[Referring expression data]
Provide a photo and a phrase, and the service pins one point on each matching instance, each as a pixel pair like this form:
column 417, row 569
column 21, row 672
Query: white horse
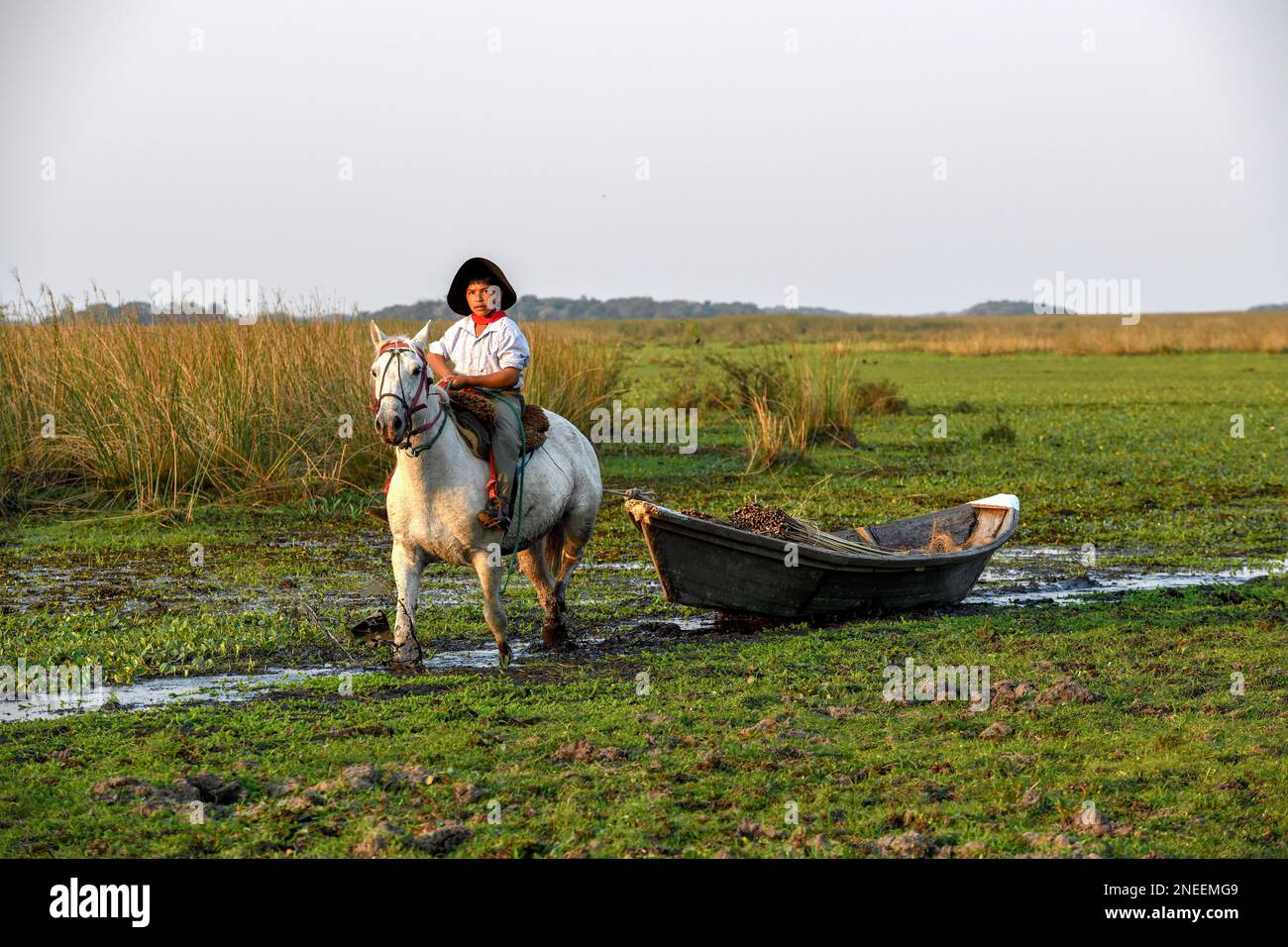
column 438, row 487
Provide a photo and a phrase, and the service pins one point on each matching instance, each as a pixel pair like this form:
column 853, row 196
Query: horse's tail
column 553, row 549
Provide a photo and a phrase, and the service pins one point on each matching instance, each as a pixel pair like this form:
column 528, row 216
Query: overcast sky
column 786, row 145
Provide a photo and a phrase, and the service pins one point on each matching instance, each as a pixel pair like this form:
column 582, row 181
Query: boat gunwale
column 747, row 541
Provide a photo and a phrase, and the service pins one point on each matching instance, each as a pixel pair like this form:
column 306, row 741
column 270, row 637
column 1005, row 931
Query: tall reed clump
column 787, row 399
column 574, row 369
column 162, row 416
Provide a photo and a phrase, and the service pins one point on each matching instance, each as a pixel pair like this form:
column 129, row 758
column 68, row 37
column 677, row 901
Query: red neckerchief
column 487, row 320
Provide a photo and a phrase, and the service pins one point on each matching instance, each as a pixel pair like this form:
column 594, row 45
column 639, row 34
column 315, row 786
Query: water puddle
column 219, row 688
column 1017, row 577
column 1057, row 577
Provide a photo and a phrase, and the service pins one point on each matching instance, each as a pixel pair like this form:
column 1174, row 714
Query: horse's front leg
column 493, row 609
column 408, row 562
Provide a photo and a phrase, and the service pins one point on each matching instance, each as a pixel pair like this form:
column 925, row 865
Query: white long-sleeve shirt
column 501, row 346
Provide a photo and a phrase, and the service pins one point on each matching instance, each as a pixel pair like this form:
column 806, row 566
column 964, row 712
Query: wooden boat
column 712, row 565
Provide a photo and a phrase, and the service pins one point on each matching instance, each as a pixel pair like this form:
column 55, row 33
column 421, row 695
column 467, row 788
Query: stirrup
column 493, row 517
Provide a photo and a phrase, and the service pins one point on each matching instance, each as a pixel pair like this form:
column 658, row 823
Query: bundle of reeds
column 771, row 521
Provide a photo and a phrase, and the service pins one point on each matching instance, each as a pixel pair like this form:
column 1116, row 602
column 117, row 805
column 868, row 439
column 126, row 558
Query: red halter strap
column 417, row 402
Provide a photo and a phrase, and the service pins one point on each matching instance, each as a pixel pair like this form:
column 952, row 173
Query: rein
column 417, row 398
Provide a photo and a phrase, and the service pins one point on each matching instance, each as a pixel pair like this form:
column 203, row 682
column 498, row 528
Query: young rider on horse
column 487, row 350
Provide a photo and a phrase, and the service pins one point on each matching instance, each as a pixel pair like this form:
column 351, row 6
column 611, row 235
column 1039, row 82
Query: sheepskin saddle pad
column 476, row 416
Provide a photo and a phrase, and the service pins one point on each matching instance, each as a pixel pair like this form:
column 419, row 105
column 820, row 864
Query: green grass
column 1131, row 454
column 1173, row 762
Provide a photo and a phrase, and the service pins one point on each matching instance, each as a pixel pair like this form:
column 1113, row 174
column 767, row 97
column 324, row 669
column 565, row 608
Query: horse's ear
column 421, row 338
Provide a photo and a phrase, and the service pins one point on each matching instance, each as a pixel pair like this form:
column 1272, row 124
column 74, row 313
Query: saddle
column 475, row 416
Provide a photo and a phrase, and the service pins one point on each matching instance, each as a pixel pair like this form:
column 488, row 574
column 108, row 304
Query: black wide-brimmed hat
column 478, row 268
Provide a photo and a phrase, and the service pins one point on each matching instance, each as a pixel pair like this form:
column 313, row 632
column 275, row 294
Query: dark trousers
column 506, row 440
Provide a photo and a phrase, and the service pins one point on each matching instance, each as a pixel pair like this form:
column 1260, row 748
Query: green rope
column 518, row 472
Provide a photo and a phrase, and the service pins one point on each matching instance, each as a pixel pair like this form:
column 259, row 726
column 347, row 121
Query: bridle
column 417, row 398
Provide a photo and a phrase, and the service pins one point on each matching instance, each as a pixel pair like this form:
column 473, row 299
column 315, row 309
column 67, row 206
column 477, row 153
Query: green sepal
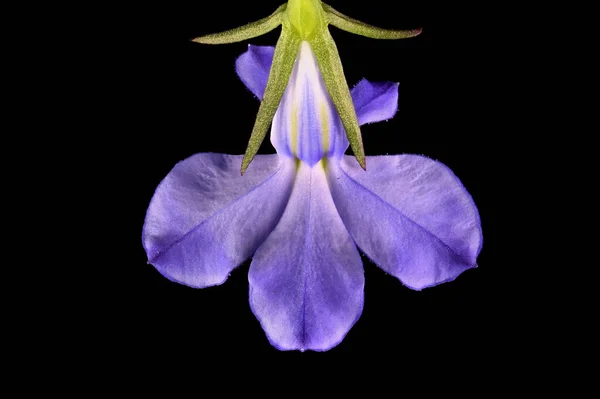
column 249, row 31
column 333, row 74
column 285, row 55
column 357, row 27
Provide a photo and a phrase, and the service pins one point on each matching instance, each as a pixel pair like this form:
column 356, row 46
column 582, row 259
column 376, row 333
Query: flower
column 301, row 213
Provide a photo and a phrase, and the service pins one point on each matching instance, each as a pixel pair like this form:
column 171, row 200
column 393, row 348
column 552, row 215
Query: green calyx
column 305, row 20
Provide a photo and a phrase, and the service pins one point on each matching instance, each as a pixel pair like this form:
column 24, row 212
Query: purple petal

Description of the task:
From the records above, give again exactly the lines running from the line with "column 74, row 313" to the line with "column 1260, row 748", inclusive.

Result of this task:
column 74, row 313
Query: saddle
column 475, row 416
Provide a photo and a phrase, and the service pins one point on each matching instance, each as a pixel pair like this form:
column 488, row 574
column 108, row 304
Query: black wide-brimmed hat
column 478, row 268
Provide a photo and a phrase, and the service pins one point on each matching instance, each as a pixel pair like this form:
column 313, row 632
column 275, row 294
Query: dark trousers
column 506, row 440
Provide a photo and a phrase, and the service pins one point on each matching instance, each as a pixel pair like this form:
column 1260, row 748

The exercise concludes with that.